(The exercise):
Reproduce every line of the material below as a numbered list, skipping blank lines and leaving out the pictures.

(Given records):
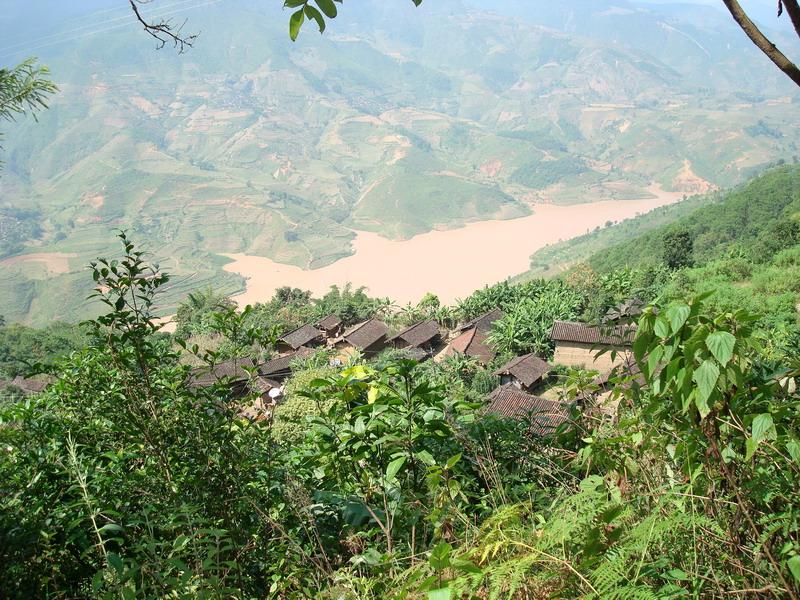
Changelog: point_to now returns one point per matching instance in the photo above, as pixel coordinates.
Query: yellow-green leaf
(295, 23)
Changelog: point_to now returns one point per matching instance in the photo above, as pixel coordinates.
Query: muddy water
(449, 263)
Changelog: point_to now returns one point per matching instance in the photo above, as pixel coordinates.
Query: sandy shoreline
(450, 263)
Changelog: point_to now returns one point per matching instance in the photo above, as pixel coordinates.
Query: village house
(524, 372)
(242, 377)
(473, 342)
(280, 368)
(369, 338)
(484, 322)
(586, 346)
(330, 326)
(544, 416)
(425, 336)
(23, 385)
(306, 335)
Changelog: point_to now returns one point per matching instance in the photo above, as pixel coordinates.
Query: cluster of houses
(576, 345)
(605, 349)
(26, 386)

(Reply to the exercise):
1. Changelog: point_to now returns one point per matching instance in the photo above, as pixel coordinates.
2. Query: yellow-green leaf
3. (295, 23)
4. Changelog: point_to now returns one point per matching instance in the photo above, as pixel coordinates.
5. Query: muddy water
6. (449, 263)
7. Changelog: point_to now returns one point per matching instance in the photo above, as pixel coordinates.
8. Query: sandy shoreline
9. (450, 263)
10. Changelog: point_to now returns one point per matching instance in the photo above, as pixel coordinates.
11. Query: village house
12. (524, 372)
13. (242, 377)
14. (473, 342)
15. (280, 368)
16. (369, 338)
17. (484, 322)
18. (586, 346)
19. (330, 326)
20. (544, 416)
21. (425, 336)
22. (23, 385)
23. (306, 335)
24. Changelog: point_to now returns one point per matching instance in the photo above, as pixel coordinates.
25. Query: cluster of houses
26. (576, 345)
27. (605, 349)
28. (26, 386)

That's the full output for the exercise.